## OBJECTIVE
Start at the line containing "the white baseboard" and transcribe every line exactly through the end of the records below, and only those lines.

(Records)

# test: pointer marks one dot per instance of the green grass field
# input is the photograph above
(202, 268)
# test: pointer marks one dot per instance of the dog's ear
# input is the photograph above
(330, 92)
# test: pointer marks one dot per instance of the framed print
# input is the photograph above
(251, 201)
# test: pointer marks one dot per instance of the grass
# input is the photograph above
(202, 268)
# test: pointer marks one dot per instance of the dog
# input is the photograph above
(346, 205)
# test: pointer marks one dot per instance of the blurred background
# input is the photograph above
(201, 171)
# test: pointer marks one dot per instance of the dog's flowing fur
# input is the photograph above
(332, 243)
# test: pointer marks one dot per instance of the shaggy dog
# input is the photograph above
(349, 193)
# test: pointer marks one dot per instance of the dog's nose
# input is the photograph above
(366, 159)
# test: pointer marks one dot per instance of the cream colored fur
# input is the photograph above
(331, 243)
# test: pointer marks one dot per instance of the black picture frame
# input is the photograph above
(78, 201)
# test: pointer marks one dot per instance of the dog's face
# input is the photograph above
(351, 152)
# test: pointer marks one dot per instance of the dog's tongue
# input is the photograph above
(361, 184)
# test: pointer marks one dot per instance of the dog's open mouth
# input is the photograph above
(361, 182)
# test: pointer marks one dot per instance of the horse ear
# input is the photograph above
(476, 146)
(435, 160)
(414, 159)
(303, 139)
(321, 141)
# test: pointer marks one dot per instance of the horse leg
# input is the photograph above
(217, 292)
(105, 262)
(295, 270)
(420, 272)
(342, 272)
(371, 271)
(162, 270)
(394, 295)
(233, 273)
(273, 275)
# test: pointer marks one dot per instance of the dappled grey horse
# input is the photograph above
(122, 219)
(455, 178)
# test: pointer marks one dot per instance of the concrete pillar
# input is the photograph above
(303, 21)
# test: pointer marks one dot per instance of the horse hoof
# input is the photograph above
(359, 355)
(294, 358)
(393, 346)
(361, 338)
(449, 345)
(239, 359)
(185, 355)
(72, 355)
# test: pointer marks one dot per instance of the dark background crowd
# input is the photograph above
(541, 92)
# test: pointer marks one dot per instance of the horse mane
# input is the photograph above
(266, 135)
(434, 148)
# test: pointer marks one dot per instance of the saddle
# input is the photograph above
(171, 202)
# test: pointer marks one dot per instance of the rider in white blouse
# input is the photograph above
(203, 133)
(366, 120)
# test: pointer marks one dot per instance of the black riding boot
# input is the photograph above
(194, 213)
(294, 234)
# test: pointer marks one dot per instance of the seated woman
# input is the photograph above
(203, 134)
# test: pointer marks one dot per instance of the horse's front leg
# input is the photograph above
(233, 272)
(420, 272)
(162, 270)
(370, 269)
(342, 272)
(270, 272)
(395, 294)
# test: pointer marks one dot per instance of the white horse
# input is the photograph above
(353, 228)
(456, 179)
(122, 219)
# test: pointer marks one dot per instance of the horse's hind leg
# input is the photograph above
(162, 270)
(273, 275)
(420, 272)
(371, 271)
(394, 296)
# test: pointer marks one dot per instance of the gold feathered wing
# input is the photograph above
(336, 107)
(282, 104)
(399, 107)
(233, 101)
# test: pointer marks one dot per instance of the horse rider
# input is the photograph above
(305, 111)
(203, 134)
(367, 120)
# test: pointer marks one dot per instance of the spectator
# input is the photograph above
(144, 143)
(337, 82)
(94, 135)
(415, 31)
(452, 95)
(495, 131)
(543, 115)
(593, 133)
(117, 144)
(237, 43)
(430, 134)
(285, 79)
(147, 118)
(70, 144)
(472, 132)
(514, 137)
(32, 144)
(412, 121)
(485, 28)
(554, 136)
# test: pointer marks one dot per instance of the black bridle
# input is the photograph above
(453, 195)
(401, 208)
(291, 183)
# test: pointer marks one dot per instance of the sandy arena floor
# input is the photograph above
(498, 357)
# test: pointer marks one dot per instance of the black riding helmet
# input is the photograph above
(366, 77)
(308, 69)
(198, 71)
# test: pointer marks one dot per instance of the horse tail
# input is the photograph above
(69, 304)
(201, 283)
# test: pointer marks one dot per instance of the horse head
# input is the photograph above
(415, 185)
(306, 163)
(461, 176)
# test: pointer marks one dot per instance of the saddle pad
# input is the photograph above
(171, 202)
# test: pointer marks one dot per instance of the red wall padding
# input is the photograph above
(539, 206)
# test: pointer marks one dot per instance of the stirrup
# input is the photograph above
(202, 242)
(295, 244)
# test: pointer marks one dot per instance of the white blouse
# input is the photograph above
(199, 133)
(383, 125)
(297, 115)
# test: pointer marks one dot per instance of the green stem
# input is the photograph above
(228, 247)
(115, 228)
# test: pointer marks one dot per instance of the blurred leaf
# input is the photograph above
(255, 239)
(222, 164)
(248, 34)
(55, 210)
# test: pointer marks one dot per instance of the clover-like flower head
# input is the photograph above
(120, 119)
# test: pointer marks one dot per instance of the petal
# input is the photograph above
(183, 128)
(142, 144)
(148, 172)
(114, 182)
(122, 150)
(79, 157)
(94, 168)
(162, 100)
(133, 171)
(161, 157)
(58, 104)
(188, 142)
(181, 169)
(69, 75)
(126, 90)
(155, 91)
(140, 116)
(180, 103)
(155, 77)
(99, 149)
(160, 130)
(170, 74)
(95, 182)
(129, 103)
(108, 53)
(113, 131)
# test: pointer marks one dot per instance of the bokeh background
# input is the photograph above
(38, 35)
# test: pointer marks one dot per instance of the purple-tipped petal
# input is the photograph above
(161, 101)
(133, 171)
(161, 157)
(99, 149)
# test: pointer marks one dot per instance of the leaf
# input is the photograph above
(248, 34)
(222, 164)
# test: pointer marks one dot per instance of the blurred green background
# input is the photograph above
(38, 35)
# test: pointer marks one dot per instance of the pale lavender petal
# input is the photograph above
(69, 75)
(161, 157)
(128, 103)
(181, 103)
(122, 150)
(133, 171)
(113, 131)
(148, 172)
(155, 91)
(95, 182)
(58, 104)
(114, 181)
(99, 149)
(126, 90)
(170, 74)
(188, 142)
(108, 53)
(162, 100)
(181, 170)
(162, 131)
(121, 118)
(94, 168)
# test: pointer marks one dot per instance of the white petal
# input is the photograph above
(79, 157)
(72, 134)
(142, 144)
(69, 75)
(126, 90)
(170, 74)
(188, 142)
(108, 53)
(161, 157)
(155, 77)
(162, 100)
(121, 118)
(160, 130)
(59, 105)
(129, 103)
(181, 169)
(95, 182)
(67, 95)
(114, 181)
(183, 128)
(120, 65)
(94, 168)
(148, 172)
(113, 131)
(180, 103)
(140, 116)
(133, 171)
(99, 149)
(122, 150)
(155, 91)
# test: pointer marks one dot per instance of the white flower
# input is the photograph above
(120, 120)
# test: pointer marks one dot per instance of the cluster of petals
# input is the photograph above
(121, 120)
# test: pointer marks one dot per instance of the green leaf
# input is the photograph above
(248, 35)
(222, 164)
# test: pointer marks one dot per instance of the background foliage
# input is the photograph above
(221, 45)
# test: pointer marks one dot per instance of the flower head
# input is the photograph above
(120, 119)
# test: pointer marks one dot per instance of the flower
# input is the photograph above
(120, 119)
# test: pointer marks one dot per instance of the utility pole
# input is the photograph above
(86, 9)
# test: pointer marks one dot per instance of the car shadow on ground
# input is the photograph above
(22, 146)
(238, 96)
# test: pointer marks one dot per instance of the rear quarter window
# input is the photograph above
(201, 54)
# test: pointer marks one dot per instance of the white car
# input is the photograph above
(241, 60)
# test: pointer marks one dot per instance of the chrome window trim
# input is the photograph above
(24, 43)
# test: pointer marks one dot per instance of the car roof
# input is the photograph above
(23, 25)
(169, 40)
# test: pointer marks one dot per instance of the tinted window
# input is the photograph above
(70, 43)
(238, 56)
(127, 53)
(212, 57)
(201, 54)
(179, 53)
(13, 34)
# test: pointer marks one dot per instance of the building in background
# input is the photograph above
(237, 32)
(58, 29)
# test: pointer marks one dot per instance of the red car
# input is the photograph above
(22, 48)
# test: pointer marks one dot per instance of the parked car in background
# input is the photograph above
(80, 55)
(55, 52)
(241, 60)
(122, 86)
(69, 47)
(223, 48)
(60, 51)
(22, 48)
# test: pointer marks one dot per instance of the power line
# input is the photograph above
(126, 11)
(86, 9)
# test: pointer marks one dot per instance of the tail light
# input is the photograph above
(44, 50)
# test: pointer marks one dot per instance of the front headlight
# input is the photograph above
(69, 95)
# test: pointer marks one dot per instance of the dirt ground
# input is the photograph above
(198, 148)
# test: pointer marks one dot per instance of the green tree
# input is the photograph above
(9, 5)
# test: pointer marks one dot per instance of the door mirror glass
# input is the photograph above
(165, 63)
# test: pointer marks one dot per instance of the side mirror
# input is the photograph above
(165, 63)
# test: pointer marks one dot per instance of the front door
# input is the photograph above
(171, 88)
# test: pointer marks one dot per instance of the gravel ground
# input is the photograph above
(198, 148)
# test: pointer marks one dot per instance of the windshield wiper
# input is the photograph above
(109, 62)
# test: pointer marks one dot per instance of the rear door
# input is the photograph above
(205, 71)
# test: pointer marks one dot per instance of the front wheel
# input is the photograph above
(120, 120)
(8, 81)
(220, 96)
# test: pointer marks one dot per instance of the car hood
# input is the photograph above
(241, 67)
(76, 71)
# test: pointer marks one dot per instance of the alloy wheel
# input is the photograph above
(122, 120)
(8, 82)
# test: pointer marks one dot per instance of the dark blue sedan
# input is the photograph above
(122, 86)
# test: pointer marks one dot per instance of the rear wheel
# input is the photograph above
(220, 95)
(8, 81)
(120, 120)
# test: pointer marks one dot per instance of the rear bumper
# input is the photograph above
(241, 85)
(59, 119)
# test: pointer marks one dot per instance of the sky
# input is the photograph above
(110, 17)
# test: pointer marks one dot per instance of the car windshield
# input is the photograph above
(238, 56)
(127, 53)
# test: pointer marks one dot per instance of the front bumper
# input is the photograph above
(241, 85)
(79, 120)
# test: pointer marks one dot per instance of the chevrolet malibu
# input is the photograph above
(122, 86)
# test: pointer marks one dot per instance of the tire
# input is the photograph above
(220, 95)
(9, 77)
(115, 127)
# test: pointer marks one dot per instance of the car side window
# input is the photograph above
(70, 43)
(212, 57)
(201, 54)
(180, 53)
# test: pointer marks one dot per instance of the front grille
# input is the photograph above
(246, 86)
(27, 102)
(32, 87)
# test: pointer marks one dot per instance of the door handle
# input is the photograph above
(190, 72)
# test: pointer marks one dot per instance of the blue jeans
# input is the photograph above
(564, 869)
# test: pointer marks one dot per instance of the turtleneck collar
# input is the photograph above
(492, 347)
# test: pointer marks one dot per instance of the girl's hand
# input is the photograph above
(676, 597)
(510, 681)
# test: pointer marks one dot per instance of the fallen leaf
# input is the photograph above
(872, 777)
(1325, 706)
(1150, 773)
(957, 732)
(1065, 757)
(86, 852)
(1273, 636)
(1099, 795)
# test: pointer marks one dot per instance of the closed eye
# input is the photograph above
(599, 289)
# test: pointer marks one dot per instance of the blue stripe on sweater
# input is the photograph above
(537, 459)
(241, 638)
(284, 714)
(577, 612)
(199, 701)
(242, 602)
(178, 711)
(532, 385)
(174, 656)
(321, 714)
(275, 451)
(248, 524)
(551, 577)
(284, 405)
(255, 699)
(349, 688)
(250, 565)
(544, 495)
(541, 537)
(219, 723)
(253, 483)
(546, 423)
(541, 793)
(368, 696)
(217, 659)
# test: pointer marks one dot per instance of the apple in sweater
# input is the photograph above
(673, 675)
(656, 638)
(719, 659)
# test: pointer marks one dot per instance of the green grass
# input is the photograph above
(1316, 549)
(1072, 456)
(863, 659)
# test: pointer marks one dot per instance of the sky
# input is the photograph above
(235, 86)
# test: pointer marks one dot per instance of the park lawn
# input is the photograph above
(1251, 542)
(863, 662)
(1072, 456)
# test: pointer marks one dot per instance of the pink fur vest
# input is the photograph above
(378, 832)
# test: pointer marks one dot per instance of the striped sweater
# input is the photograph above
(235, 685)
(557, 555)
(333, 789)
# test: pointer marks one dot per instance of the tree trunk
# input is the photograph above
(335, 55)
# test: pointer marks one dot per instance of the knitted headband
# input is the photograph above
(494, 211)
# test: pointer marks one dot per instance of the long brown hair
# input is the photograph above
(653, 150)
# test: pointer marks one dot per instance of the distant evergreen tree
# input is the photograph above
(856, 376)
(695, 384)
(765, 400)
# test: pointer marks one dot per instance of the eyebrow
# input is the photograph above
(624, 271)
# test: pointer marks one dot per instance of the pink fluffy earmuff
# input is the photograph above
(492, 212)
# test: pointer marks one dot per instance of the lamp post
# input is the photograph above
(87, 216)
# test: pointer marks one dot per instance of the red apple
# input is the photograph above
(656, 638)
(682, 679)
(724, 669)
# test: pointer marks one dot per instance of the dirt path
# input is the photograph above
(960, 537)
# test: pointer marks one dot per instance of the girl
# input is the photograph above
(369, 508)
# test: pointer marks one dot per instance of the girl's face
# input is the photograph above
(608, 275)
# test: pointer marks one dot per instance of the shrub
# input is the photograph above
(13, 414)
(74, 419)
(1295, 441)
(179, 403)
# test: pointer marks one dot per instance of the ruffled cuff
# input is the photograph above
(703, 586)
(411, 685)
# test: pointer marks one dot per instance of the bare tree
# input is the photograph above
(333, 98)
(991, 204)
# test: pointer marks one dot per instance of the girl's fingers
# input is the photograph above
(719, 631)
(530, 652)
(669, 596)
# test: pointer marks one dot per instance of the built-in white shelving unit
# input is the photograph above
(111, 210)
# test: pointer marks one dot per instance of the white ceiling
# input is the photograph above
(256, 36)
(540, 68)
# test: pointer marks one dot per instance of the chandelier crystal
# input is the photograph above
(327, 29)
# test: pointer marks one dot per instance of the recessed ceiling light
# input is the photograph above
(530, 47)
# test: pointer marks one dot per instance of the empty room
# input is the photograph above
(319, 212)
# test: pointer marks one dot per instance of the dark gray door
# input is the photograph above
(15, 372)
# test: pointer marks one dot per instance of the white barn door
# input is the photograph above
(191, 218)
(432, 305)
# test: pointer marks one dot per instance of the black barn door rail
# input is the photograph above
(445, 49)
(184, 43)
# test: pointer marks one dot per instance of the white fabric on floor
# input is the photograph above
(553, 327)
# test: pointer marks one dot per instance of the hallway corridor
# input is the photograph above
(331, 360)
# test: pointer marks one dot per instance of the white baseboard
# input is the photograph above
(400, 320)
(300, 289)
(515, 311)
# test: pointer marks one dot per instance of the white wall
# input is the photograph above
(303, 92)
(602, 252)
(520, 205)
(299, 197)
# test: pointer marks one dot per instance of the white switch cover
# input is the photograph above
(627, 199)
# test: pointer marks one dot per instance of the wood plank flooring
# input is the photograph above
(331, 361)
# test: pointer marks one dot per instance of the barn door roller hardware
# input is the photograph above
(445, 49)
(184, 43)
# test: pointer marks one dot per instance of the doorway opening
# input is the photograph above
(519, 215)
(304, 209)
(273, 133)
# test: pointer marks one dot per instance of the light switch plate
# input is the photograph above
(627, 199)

## OUTPUT
# test: pointer marks one dot per instance of the white baseboard
# input is the photograph above
(400, 320)
(300, 289)
(515, 311)
# test: pointer marks one dot per instance of the white wall
# input is the photograph above
(303, 92)
(602, 252)
(520, 205)
(299, 197)
# test: pointer marks one dot per instance of the white switch cover
# input is the photograph above
(627, 199)
# test: pointer marks one dot per instance of the wood plank flooring
# input is the photograph above
(331, 361)
# test: pointer marks one dot per instance of the barn door roller hardware
# input is the photograph above
(445, 49)
(184, 43)
# test: pointer marks one dot per instance of the doorway opening
# input is the photograph above
(519, 215)
(304, 209)
(273, 133)
# test: pointer marks one dot per instance of the light switch plate
# input is the photograph above
(627, 199)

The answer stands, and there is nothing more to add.